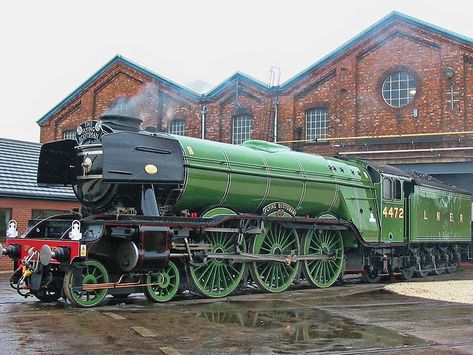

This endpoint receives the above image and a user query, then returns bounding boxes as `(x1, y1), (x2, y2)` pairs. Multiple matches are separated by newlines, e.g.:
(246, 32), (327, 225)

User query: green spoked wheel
(144, 260), (180, 302)
(250, 223), (300, 293)
(189, 228), (246, 298)
(63, 259), (109, 308)
(302, 229), (344, 288)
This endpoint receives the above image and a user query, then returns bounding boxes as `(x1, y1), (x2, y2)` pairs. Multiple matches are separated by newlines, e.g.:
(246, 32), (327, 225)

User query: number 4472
(382, 207), (404, 219)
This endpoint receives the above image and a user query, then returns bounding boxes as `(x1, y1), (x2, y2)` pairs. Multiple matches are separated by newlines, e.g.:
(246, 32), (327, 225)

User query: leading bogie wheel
(144, 260), (180, 303)
(302, 229), (344, 288)
(31, 289), (62, 303)
(63, 259), (109, 308)
(189, 226), (246, 298)
(249, 223), (300, 293)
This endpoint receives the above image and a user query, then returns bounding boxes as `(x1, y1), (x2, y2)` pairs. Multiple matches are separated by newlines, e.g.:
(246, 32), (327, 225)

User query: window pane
(0, 209), (12, 237)
(306, 108), (328, 140)
(169, 120), (186, 136)
(382, 178), (392, 199)
(32, 210), (64, 220)
(382, 71), (417, 108)
(63, 130), (76, 140)
(393, 180), (402, 200)
(232, 115), (252, 144)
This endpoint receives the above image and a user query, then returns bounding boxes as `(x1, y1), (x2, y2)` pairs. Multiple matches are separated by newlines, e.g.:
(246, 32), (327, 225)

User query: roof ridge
(280, 11), (473, 89)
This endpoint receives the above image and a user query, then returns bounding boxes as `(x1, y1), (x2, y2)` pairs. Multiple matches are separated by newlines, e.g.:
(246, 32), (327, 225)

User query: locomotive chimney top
(100, 114), (143, 132)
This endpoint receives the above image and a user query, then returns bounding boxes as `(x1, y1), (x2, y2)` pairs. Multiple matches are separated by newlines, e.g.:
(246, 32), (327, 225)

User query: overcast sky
(1, 0), (473, 142)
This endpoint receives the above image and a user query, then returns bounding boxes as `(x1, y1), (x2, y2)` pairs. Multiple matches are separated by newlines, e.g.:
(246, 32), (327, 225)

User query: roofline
(204, 71), (269, 97)
(37, 55), (202, 125)
(0, 192), (77, 202)
(280, 11), (473, 89)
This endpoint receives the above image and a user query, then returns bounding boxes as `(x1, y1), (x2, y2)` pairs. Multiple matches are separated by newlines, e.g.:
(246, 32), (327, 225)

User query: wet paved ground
(1, 269), (473, 354)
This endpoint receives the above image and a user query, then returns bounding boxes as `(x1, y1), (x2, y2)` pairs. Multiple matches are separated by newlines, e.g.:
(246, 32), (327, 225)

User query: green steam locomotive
(1, 114), (471, 307)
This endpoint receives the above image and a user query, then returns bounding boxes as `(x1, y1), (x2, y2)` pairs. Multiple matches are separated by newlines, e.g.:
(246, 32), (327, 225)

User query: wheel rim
(145, 260), (180, 302)
(68, 259), (109, 307)
(302, 229), (344, 288)
(250, 223), (300, 293)
(189, 228), (246, 297)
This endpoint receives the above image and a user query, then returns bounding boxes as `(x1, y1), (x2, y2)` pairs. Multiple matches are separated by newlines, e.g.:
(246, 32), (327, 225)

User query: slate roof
(37, 12), (473, 126)
(0, 138), (76, 201)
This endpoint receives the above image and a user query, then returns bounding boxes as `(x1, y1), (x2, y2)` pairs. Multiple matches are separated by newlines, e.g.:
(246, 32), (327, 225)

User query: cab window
(382, 178), (392, 199)
(393, 179), (402, 200)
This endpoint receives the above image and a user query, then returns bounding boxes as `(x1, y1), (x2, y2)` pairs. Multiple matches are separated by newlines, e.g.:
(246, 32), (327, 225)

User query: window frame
(168, 119), (186, 136)
(381, 71), (417, 108)
(382, 177), (403, 201)
(0, 208), (12, 239)
(232, 114), (252, 145)
(305, 108), (329, 141)
(63, 130), (76, 140)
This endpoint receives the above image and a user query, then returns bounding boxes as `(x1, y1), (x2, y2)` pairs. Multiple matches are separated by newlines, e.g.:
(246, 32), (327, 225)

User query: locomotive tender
(1, 114), (471, 307)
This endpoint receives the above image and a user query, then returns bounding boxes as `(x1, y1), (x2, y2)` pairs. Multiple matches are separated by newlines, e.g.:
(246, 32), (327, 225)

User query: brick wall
(0, 198), (78, 271)
(39, 16), (473, 164)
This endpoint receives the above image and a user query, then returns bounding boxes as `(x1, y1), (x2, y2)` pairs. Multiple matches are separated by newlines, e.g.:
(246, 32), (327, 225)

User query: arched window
(232, 115), (252, 144)
(382, 71), (417, 108)
(169, 119), (186, 136)
(63, 130), (76, 140)
(306, 108), (328, 141)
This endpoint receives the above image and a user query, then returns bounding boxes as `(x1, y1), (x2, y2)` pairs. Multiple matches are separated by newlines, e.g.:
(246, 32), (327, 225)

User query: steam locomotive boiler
(1, 114), (471, 307)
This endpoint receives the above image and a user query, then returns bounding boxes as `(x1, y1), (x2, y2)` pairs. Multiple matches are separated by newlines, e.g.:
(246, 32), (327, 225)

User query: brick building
(0, 138), (77, 271)
(37, 11), (473, 194)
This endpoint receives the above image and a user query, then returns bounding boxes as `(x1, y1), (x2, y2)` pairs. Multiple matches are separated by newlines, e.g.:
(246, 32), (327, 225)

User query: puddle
(193, 304), (427, 353)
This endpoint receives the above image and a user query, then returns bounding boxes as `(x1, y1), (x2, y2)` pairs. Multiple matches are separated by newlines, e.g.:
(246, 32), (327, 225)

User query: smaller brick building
(0, 138), (77, 271)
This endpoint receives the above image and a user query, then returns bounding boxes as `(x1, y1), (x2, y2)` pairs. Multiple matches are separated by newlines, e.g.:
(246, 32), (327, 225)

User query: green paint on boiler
(172, 135), (379, 244)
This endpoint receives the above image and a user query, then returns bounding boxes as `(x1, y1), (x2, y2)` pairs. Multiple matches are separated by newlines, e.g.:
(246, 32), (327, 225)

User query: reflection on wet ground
(1, 270), (473, 354)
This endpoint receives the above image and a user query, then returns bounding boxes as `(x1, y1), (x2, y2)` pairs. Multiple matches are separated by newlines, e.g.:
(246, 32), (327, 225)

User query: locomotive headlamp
(6, 220), (18, 238)
(69, 220), (82, 241)
(40, 245), (69, 266)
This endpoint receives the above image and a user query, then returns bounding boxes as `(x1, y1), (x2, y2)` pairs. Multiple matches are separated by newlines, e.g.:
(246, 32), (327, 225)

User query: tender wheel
(302, 229), (344, 288)
(401, 249), (416, 280)
(401, 267), (414, 280)
(144, 260), (180, 302)
(361, 269), (381, 283)
(446, 247), (459, 274)
(31, 289), (61, 303)
(63, 259), (109, 308)
(432, 247), (445, 276)
(415, 248), (430, 278)
(189, 227), (246, 298)
(249, 223), (300, 293)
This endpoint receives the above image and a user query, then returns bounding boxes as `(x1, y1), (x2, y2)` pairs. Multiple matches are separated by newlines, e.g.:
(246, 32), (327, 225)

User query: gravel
(385, 280), (473, 304)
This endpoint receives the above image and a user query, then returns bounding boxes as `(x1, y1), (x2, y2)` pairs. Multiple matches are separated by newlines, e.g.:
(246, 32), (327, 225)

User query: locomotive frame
(1, 114), (471, 307)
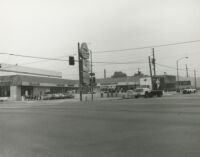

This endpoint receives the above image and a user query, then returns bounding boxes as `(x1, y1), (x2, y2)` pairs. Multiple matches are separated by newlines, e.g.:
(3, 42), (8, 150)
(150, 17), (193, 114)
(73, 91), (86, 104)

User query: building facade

--------------------------------------------------

**Task instructions:** Please return the lines above exactly, with the pictures omitted.

**Answer to this task:**
This endpoint receives the above image and a user query, then returns bounding boxes as `(x1, y1), (x2, y2)` pairs. Multiple matches are separated by newlines, e.g.:
(246, 32), (327, 225)

User query: green spoked wheel
(144, 260), (180, 302)
(250, 223), (300, 293)
(189, 228), (246, 298)
(63, 259), (109, 308)
(302, 229), (344, 288)
This endpoint receives the above image and a user query, then returns bounding boxes as `(x1, y1), (x2, y2)` pairs. Multiple matches are separated by newlines, e.g.:
(246, 32), (327, 225)

User query: number 4472
(382, 207), (404, 219)
This endpoint receives the above image and a user query, then returns bounding boxes as `(x1, y1), (x2, y2)` pairs. Multiple matches are separated by newlines, e.g.:
(246, 32), (327, 225)

User query: leading bogie wheel
(144, 260), (180, 303)
(302, 229), (344, 288)
(31, 289), (62, 303)
(63, 259), (109, 308)
(189, 226), (246, 298)
(249, 223), (300, 293)
This endpoint receives the above image and a user query, then returns bounding boxes as `(x1, y1), (x2, y2)` pairs. Multiple matches are separated by newlines, e.g.:
(246, 32), (327, 225)

User query: window pane
(0, 209), (12, 237)
(306, 108), (328, 140)
(169, 120), (186, 136)
(382, 178), (392, 199)
(32, 210), (64, 220)
(382, 71), (417, 108)
(63, 130), (76, 140)
(393, 180), (402, 200)
(232, 115), (252, 144)
This endpoint receives the above image and a user query, then returns bounding boxes as `(x1, y1), (x2, y2)` pairs. Multiple matches are separated by newlines, e.g.:
(246, 32), (327, 225)

User query: roof ridge
(280, 11), (473, 89)
This endpoint receives the above image and a user query, then returns bounding boxes as `(x1, y1), (x2, y2)` pairs. Multiple matches are separated by newlines, e.g.:
(246, 32), (327, 225)

User query: locomotive chimney top
(100, 114), (143, 132)
This endpoint receives the above image and a user query, then returns bounding boxes as `(x1, y1), (x2, y2)` pairs. Multiple matches are separated by newlines, e.g.:
(246, 32), (327, 225)

User query: overcast sky
(1, 0), (473, 142)
This endpoint receives the above image and a user query, then returns bounding boxes as `(x1, y1), (x2, y2)` pairs. Multiple matches are separated by newlines, e.g.:
(246, 32), (327, 225)

User query: roofline
(204, 71), (269, 97)
(37, 55), (202, 125)
(0, 192), (77, 202)
(280, 11), (473, 89)
This endpoint receives the above image and a user query, then returns bounding boxes as `(x1, y1), (x2, y2)` pairs. Multiple matches are separated by newlines, e.g.:
(246, 32), (327, 225)

User query: wet paved ground
(1, 269), (473, 354)
This endpoint receives the above image and a user query, then returns bounding boxes as `(x1, y1), (x2, y2)` pairs. Multiple matches are separated by newlines, e.g.:
(246, 32), (327, 225)

User query: green steam locomotive
(1, 114), (471, 307)
This endpoint receives the above image and a user query, then returns bounding boxes as `(x1, y1), (x2, y2)` pairs. Multiple matches are separated by newlines, e.g.:
(246, 32), (327, 225)

User query: wheel rim
(145, 260), (180, 302)
(68, 259), (109, 307)
(302, 229), (344, 288)
(250, 223), (300, 293)
(189, 228), (246, 297)
This endpoint receives the above image and a user query, then returns bounding boxes as `(x1, y1), (x2, y2)` pairs. Multiple matches are separated by newlines, e.g.:
(246, 32), (327, 225)

User query: slate roof
(37, 12), (473, 126)
(0, 138), (76, 201)
This endpoint receives the above image and a user query, then returns bounding boxes as `(x1, y1), (x2, y2)` pairs. Multiple matches are separated by newlines, e.g.:
(246, 32), (327, 225)

User query: cab window
(382, 178), (392, 199)
(393, 179), (402, 200)
This endpoint receives the above image and a user query, then returns bounding boxes as `(x1, y1), (x2, y2)` pairs. Multiple matches are separated by newlines, e.g.:
(246, 32), (327, 225)

User query: window frame
(168, 119), (186, 136)
(381, 71), (417, 108)
(382, 177), (403, 201)
(0, 208), (12, 239)
(232, 114), (252, 145)
(305, 108), (329, 141)
(63, 130), (76, 140)
This endpoint receives the above image and a user query, then returns bounding boxes as `(x1, y1), (x2, y2)` pairs. Multiple matches are separated by newlines, e.g.:
(246, 32), (327, 225)

User query: locomotive tender
(1, 114), (471, 307)
This endpoint receives the above image and a user query, then returns bounding boxes as `(x1, y1), (x2, y2)` pairs. Multiple matches are separated by newlines, e.g.:
(246, 32), (327, 225)

User query: brick wall
(0, 198), (78, 271)
(39, 16), (473, 164)
This endpoint receives the above image and a user query, then returns bounding boxes as `(x1, y1), (x2, y2)` pairs. Multiple matches are separated by newlines, e.g.:
(246, 32), (327, 225)

User query: arched window
(232, 115), (252, 144)
(382, 71), (417, 108)
(169, 119), (186, 136)
(63, 130), (76, 140)
(306, 108), (328, 141)
This endpoint receives the above image and a user query, then returns bounding boxes as `(x1, y1), (x2, y2)` pairs. Multiple matches are separated by newlines, e.g.:
(246, 32), (327, 225)

User query: steam locomotive boiler
(1, 114), (471, 307)
This endpoint receives the above image and a user query, then returns bounding boxes as `(x1, y1), (x2, y2)` pairs. Multiple matches are separated by newlines, e.g.:
(246, 32), (327, 225)

User query: brick building
(0, 138), (77, 271)
(37, 11), (473, 194)
This endpoint receives the above image and a user query, then returns bounding boxes as `(x1, y1), (x2, y2)` pairs. Multiple matches are separated by newlines, e.g.:
(246, 32), (327, 225)

User query: puddle
(193, 304), (427, 353)
This endpoint receives the above image and a user query, then returns bounding boxes as `(x1, y1), (x2, y2)` pairs. Multiple matches are separated by newlines, e.g.:
(246, 32), (327, 225)

User query: smaller brick building
(0, 138), (77, 271)
This endpoint receives the above image and a user query, then returns bounding boxes as `(x1, y1), (x2, y2)` pairs. Multiple matches are separated by newlines, e.g.:
(246, 32), (327, 225)

User query: green paint on boiler
(172, 135), (379, 244)
This endpoint receives the above image and a user query, then returns bounding boxes as `(x1, y1), (x2, y2)` pairs. Multiple matches are separated by newlines, e.g.:
(246, 32), (327, 225)

User query: reflection on wet ground
(1, 270), (473, 354)
This endpoint receives the above image and a user query, then returns bounding boxes as `(x1, y1), (x2, y2)` pairs. Multiple matches are separated by newlines, e.g.:
(246, 32), (327, 225)

User query: locomotive headlamp
(6, 220), (18, 238)
(69, 220), (82, 241)
(40, 245), (69, 266)
This endpoint receives the above image and a user query, then returns bounding boxes as `(x1, y1), (x2, y2)` pairs. Multiple matches are separated by newlines, e.g.:
(246, 32), (327, 225)

User query: tender wheel
(302, 229), (344, 288)
(401, 249), (416, 280)
(401, 267), (414, 280)
(144, 260), (180, 302)
(361, 269), (381, 283)
(446, 247), (459, 274)
(31, 289), (61, 303)
(63, 259), (109, 308)
(432, 247), (445, 276)
(415, 248), (430, 278)
(189, 227), (246, 298)
(249, 223), (300, 293)
This endpoint receives the above image and a user query, then returns bounding boxes as `(x1, y1), (x2, y2)` pairs. Multiple matches are separated by newlines, e.g.:
(246, 32), (327, 225)

User query: gravel
(385, 280), (473, 304)
This endpoint receives the above image and a user query, then returns bounding boxes as `(x1, y1), (x2, y2)` pairs. Multiple matches are separated by newlines, e.g.:
(246, 32), (327, 225)

User query: locomotive frame
(1, 114), (471, 307)

This endpoint receives the above image and a user query, then returns bounding boxes as `(x1, y1), (x2, y2)` pairs. Multiple matches are separated by newlines, e.g.:
(3, 42), (8, 150)
(150, 17), (193, 114)
(73, 91), (86, 104)

User query: building facade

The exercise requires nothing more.